Passage provided -
= = =

Securum – Bad Bank of Sweden

Sweden had its own banking crisis in 1993 and at that time – Securum – was created. Securum was structured as an Asset Management Company, rather than a bank to give it more flexibility, but the press and media referred to it as a bank and in a lot of cases, as a “Bad Bank”.

A little history first. Nordbanken was a “too big to fail” state owned Swedish bank, which had a lot of toxic assets on its balance sheet and was considered insolvent. These assets were related to – real estate and were a result of a Sweden’s real estate bust.

Securum was created with a capital of $3.3 billion dollars of Government (taxpayer) money at that time, and took over the dud assets of Nordbanken with an aim to free up – Nordbanken to carry out regular banking activities while Securum acted as a specialized company that reorganized these dud or toxic assets, and tried and extracted maximum value out of them for the taxpayers.

When Securum took over the $8.67 billion dollars worth of Nordbanken assets, overnight, it became the largest property owner in Europe. From office space in Atlanta to hotels in UK — Securum – The Bad Bank of Sweden had it all.

It had also made Nordbanken a much healthier bank overnight and over the course of the next year – Nordbanken was successfully privatized.

Securum Success

Securum was hugely successful as it was able to keep the cost of the bail-out below 2% of GDP, and was able to return about 58% of its initial equity back to the government.

Initially, it was estimated that it would take up to 15 years for Securum to take care of all these assets but it took a significantly lower time for it to do its job.

How did Securum work?

First Securum was staffed with real estate agents, brokers and other specialists from the realty space. There were other staffers but since the majority of its assets were related to real estate, Securum had a majority of people from this sector. It had an independent board and an active management that was also staffed with professionals and not bureaucrats.

Once, it was staffed, the next thing it had to do was to value the assets on Nordbanken’s balance sheet and then buy them off from it and manage them.

Those assets were real companies and not complex derivative instruments (like US today). It then went on to classify these companies as ones that were bankrupt or ones that had a chance of operating normally.

About 70% of Securum’s companies were classified as bankrupt, and were forced into liquidation and receivership.

The other companies, ones that were deemed viable – were re-organized and sold off at a later date when their financial health recovered.

This later date was not 10 to 15 years, as it was originally expected, but a much shorter time frame of 5 years. After five years of its existence – Securum was able to perform all that it was expected to do and much more.

An American Securum?

= = =

Material provided -
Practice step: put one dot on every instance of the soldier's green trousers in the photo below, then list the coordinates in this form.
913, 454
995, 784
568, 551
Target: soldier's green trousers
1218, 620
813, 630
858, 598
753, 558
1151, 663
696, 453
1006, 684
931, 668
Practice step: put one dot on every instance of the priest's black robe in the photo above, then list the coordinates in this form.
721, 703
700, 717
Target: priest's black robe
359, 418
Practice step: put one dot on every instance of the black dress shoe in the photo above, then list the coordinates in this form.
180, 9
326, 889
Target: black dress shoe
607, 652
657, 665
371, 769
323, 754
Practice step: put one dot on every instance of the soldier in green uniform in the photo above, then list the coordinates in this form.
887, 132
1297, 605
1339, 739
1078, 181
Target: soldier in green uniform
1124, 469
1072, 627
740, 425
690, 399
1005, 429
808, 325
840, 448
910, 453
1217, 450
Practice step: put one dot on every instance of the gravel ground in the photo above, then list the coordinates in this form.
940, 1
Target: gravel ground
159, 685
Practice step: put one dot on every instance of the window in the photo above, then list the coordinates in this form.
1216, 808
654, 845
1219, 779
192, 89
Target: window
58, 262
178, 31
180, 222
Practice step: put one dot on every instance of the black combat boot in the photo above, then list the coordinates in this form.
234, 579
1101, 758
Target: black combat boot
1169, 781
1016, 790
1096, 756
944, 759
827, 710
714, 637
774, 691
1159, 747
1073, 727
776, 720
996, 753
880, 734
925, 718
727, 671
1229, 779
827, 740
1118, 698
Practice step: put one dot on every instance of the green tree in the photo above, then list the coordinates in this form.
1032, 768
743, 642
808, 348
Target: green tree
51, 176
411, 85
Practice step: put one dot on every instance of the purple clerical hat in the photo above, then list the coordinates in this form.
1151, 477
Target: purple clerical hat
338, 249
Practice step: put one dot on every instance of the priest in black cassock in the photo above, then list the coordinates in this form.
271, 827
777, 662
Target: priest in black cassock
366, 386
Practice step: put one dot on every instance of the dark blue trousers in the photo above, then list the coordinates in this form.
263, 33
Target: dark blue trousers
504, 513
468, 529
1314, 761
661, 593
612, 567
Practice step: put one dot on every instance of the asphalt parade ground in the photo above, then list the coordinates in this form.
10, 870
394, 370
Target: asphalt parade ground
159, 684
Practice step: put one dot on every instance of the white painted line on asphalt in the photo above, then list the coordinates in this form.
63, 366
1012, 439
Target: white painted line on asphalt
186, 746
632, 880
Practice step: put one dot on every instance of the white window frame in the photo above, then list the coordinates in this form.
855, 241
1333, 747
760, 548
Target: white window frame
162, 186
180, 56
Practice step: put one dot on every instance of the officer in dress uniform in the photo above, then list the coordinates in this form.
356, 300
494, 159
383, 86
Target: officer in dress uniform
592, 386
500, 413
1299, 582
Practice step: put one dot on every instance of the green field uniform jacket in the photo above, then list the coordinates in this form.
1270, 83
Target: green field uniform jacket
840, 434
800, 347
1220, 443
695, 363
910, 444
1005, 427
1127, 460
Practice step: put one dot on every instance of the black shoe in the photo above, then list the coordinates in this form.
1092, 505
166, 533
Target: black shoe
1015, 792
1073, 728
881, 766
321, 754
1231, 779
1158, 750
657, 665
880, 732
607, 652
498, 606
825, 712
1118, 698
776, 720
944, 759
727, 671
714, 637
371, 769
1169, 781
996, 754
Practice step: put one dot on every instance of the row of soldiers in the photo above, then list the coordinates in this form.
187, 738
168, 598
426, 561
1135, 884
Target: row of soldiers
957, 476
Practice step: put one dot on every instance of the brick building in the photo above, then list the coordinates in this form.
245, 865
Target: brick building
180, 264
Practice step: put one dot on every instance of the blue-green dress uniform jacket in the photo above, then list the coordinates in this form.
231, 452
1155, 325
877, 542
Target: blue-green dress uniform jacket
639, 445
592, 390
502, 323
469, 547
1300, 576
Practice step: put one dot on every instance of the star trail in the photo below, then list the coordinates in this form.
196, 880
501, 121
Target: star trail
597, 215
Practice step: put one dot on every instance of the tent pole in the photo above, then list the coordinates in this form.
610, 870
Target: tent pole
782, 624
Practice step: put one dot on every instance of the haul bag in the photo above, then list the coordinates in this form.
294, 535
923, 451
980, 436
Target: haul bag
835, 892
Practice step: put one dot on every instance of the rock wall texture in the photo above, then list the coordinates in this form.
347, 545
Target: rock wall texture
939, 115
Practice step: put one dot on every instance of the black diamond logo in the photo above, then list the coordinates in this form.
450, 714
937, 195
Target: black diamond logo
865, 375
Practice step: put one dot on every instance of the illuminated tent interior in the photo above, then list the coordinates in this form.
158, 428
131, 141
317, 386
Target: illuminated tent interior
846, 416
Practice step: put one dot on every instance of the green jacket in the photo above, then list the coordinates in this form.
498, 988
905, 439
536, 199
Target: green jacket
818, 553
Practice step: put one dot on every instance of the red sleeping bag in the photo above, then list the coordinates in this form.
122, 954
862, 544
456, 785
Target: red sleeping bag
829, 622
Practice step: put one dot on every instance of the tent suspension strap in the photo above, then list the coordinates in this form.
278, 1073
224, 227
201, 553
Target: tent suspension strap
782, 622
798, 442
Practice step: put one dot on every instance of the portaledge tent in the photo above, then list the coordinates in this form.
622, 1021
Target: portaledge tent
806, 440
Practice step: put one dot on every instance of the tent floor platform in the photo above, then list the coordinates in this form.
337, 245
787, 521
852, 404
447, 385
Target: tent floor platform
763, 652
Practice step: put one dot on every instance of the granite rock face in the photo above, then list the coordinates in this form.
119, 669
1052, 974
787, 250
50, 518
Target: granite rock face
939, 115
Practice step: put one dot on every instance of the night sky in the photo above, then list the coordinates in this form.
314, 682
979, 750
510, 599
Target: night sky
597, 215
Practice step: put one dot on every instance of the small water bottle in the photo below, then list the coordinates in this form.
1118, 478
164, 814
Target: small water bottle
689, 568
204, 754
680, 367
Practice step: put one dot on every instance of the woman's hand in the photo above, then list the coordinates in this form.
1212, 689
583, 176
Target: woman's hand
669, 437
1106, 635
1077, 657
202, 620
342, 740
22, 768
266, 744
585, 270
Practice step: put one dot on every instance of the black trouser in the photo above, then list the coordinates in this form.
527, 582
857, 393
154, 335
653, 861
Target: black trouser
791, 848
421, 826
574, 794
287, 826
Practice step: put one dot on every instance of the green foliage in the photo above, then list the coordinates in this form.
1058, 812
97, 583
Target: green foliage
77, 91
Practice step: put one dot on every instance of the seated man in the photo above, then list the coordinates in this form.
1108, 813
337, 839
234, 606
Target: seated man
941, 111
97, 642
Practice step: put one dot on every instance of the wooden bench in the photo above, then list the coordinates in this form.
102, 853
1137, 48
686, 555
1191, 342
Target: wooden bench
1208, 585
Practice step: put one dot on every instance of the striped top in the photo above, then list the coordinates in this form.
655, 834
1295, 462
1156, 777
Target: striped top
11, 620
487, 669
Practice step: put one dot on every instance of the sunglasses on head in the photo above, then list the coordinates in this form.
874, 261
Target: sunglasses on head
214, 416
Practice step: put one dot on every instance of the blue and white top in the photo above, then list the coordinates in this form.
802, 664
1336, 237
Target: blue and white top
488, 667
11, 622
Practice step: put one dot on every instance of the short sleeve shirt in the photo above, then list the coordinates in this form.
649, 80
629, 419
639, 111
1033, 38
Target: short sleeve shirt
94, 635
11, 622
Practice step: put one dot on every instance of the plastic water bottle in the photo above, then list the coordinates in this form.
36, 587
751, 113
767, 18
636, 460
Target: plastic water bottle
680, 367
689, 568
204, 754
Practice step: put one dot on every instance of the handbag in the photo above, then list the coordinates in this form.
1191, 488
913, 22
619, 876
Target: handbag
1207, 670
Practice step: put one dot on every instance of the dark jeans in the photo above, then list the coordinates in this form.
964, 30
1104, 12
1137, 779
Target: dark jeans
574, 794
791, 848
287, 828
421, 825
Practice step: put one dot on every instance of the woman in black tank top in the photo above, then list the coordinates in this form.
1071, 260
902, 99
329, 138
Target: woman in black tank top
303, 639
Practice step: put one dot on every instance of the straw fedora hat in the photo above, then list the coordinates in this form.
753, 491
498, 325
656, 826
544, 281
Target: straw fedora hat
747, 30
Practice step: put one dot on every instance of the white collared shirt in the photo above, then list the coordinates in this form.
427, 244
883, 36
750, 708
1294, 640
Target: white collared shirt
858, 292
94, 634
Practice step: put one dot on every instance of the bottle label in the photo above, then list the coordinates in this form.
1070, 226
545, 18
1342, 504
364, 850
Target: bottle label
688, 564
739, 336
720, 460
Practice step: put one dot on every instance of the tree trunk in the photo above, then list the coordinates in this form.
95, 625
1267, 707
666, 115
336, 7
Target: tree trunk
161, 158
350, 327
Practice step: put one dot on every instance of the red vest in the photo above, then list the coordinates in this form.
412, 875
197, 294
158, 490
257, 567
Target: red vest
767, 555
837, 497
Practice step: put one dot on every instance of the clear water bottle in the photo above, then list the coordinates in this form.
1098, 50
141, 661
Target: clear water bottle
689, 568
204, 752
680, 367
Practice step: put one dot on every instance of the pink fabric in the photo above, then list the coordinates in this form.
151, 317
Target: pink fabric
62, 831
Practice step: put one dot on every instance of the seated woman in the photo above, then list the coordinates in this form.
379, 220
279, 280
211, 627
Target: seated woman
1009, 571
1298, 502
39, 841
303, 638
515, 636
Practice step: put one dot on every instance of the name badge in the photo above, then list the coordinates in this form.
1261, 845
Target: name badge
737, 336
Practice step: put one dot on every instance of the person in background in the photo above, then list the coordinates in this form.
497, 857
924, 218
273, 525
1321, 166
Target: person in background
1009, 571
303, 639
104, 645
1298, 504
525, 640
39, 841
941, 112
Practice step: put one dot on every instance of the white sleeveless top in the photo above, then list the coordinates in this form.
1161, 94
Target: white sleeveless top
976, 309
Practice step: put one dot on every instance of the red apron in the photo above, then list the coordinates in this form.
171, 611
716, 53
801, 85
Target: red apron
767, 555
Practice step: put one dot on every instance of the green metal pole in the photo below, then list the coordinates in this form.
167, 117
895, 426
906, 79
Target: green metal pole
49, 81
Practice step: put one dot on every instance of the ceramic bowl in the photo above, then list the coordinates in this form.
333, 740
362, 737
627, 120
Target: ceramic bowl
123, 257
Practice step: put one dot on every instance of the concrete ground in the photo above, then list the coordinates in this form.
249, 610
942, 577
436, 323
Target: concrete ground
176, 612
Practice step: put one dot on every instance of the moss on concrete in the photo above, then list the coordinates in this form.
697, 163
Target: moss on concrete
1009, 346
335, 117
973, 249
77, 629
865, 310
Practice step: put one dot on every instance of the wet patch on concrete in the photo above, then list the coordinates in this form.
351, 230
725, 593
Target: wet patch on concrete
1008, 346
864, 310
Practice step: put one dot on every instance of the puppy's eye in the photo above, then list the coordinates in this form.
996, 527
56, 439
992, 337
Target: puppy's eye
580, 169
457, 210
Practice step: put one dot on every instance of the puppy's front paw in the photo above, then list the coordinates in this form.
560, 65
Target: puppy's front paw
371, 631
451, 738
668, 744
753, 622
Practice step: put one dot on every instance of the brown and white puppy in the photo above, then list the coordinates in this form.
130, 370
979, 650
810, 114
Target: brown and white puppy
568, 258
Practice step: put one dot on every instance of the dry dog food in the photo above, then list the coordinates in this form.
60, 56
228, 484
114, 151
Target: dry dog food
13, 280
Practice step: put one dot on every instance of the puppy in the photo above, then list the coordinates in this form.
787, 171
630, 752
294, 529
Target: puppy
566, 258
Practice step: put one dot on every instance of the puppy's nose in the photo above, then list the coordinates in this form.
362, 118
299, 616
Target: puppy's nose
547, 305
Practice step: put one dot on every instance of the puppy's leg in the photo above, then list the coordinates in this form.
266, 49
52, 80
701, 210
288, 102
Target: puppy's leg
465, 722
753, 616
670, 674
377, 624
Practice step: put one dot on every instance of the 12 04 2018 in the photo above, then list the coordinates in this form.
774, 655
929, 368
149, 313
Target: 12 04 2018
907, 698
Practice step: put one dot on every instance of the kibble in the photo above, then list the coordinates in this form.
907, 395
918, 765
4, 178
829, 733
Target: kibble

= = =

Exercises -
1 - According to the Securum article, why were most of Securum's staff drawn from the real estate sector? Answer in one to three sentences.
2 - In the Securum article, what share of Securum's companies were classified as bankrupt?
3 - Continue the Securum article from the point where it stops.
The items come from a different source than the Securum article.

Task-by-task outputs -
1 - Most of Securum's assets were related to real estate, so the majority of its staff were real estate agents, brokers and other specialists from that field.

2 - About 70% of Securum's companies were classified as bankrupt.

3 -
American policy makers are urged to look at the Swedish experience to draw solutions for the current banking crisis. It is true that  this is a very good example of how a banking crisis was solved, but there are some fundamental differences that makes this approach a little difficult to take.

1. In Sweden, taxpayers were at both ends of the table: Nordbanken was a state owned bank and Securum was also a state owned company. Whereas –  American banks are privately owned. But if the government created a bad bank like Nordbanken – the taxpayers will have to take the tab of the poor decisions made by the private sector and this creates the problem of moral hazard as well.

2. Nordbanken had real assets that were easy to value: It is easier to value a hotel or an office space, than it is – to value a Mortgage Backed Security (MBS) or other such exotic derivative instruments. In some ways it is easier to liquidate real companies or assess their health, than it is to liquidate derivative instruments that form the bulk of the toxic assets today.

3. There was no Global Recession in 1993: The entire world faces the prospects of a deep and protracted recession today and the global economy needs to recover in order for an  American Securum to repay anything back to the taxpayers.


The Swedish experience can’t be taken as a template or model solution for the current situation. However, there are many important lessons there like the structure of Securum with an independent board, the swift way in which it acted etc. that can be taken to formulate a solution for the current crisis.

6 thoughts on “Securum – Bad Bank of Sweden”

  1. Robert,

    Thanks for your comment.

    It would be really interesting to hear your thoughts about the potential pitfalls that you talk about, since you have been in this situation before – what are the things you’d like to caution the government about?


  2. I was one of three original principals that developed and managed a successful asset management company during the RTC period. We were the largest asset management company in the southeast. I found your article interesting as I was directly involved in asset management and dispostion. There are many potential pitfalls that government would need to understand in trying to minimize expense and maximize returns. I would value the opportunity to engage in another asset management business. Please continue to monitor this type of business activity.

    Thank You
    Robert Jones

  3. @Miss M – Thanks for the comment, I think despite the differences in the two situations the speed of recovery will almost be the same.

    @Ancella – Thanks for your comment, half the time I worry that these long articles about dry dull stuff will bore the life out of people.

  4. This was very educational, I didn’t know Sweden had undergone such a collapse. It’s an interesting case study, though as you said the fundamental differences between the two situations mean it isn’t an exact model to follow.